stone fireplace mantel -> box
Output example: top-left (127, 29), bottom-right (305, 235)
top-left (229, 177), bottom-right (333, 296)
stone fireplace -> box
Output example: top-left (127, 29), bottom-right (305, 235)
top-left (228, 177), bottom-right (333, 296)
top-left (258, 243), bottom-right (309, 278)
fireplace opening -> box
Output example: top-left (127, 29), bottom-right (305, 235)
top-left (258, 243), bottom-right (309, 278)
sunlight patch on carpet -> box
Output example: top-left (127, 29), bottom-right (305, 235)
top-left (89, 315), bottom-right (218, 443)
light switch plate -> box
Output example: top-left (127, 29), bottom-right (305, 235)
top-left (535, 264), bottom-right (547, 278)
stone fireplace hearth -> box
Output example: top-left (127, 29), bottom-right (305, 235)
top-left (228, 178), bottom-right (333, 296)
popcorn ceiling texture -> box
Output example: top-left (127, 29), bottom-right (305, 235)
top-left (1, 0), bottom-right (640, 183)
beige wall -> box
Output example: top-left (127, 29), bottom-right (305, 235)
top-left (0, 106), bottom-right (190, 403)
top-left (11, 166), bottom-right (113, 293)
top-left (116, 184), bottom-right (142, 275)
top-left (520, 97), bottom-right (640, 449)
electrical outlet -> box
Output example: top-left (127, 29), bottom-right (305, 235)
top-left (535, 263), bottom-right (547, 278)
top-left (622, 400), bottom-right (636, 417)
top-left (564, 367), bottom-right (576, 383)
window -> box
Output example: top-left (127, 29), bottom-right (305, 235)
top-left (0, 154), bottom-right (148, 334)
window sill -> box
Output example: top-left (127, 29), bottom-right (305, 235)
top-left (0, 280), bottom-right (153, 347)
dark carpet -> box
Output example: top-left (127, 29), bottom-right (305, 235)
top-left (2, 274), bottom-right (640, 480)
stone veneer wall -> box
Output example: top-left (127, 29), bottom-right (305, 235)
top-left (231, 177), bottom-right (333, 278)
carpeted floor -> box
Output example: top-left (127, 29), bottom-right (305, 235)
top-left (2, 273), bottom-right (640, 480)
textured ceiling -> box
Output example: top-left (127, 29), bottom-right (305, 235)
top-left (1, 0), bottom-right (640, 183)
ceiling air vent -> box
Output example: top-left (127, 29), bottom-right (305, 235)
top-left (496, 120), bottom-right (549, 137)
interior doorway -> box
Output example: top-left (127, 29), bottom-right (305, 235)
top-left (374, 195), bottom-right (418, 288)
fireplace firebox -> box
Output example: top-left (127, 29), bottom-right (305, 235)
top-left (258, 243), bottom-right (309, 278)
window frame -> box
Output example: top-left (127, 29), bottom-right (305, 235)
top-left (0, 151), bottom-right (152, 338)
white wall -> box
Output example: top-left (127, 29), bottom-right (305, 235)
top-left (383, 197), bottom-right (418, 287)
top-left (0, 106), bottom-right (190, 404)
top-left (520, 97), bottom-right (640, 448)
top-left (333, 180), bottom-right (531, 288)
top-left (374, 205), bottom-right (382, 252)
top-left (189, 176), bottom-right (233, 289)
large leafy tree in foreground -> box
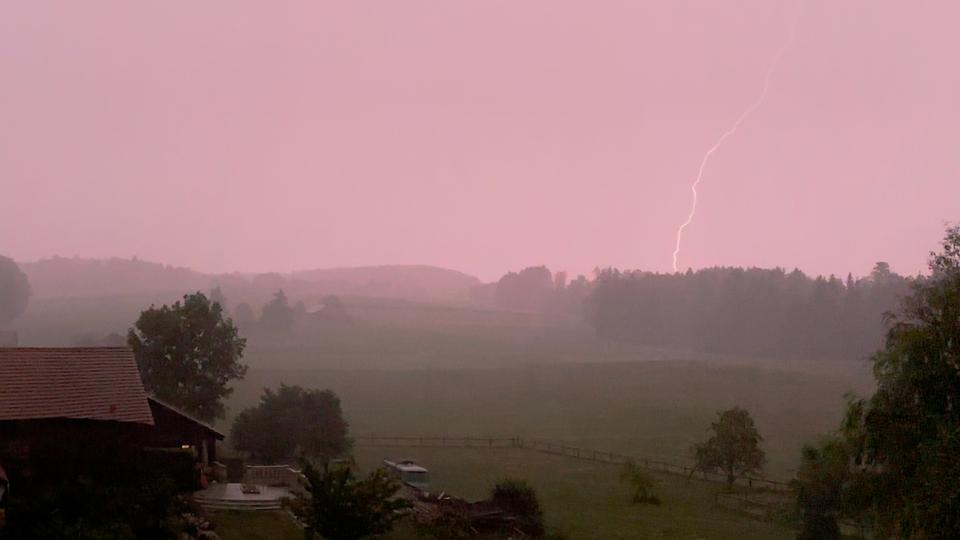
○ ○ ○ ○
§ **THE TASK**: Reproduce all of the records above word for word, leaving out the pictures.

§ **REPLY TO THE EXERCISE**:
stone fireplace mantel -> box
Output example: top-left (127, 29), bottom-right (305, 235)
top-left (229, 177), bottom-right (333, 296)
stone fireplace -> box
Output example: top-left (127, 29), bottom-right (305, 235)
top-left (228, 177), bottom-right (333, 296)
top-left (258, 243), bottom-right (309, 278)
fireplace opening -> box
Output example: top-left (127, 29), bottom-right (305, 235)
top-left (258, 243), bottom-right (309, 278)
sunlight patch on carpet -> box
Output example: top-left (127, 29), bottom-right (305, 235)
top-left (89, 315), bottom-right (218, 443)
light switch plate -> box
Output example: top-left (127, 29), bottom-right (305, 235)
top-left (535, 264), bottom-right (547, 278)
stone fireplace hearth -> box
Output example: top-left (127, 29), bottom-right (305, 235)
top-left (228, 178), bottom-right (333, 296)
popcorn ceiling texture -> box
Output example: top-left (127, 29), bottom-right (305, 235)
top-left (1, 0), bottom-right (640, 183)
beige wall -> box
Output example: top-left (127, 29), bottom-right (305, 235)
top-left (0, 106), bottom-right (190, 403)
top-left (11, 166), bottom-right (113, 293)
top-left (116, 184), bottom-right (142, 275)
top-left (520, 97), bottom-right (640, 449)
electrical outlet -> box
Output example: top-left (127, 29), bottom-right (305, 235)
top-left (535, 263), bottom-right (547, 278)
top-left (622, 400), bottom-right (636, 417)
top-left (564, 367), bottom-right (576, 383)
window -> box
Output example: top-left (127, 29), bottom-right (305, 235)
top-left (0, 154), bottom-right (148, 334)
window sill -> box
Output example: top-left (127, 29), bottom-right (305, 235)
top-left (0, 280), bottom-right (153, 347)
dark carpet -> box
Output example: top-left (127, 29), bottom-right (305, 235)
top-left (2, 274), bottom-right (640, 480)
stone veneer wall -> box
Output example: top-left (127, 29), bottom-right (305, 235)
top-left (231, 177), bottom-right (333, 278)
carpeted floor -> box
Output example: top-left (127, 29), bottom-right (305, 235)
top-left (2, 273), bottom-right (640, 480)
textured ceiling -> box
Output example: top-left (127, 29), bottom-right (305, 235)
top-left (1, 0), bottom-right (640, 183)
ceiling air vent -> box
Output example: top-left (127, 29), bottom-right (305, 235)
top-left (496, 120), bottom-right (549, 137)
interior doorway -> box
Output example: top-left (127, 29), bottom-right (305, 235)
top-left (374, 195), bottom-right (418, 288)
fireplace firebox -> box
Output example: top-left (127, 29), bottom-right (305, 235)
top-left (258, 243), bottom-right (309, 278)
window frame -> box
Output example: top-left (127, 29), bottom-right (305, 235)
top-left (0, 151), bottom-right (152, 338)
white wall -> box
Output example: top-left (127, 29), bottom-right (305, 235)
top-left (383, 197), bottom-right (418, 287)
top-left (0, 106), bottom-right (190, 404)
top-left (520, 97), bottom-right (640, 448)
top-left (333, 180), bottom-right (531, 288)
top-left (374, 205), bottom-right (382, 252)
top-left (189, 176), bottom-right (233, 289)
large leafy tree in foreground -> box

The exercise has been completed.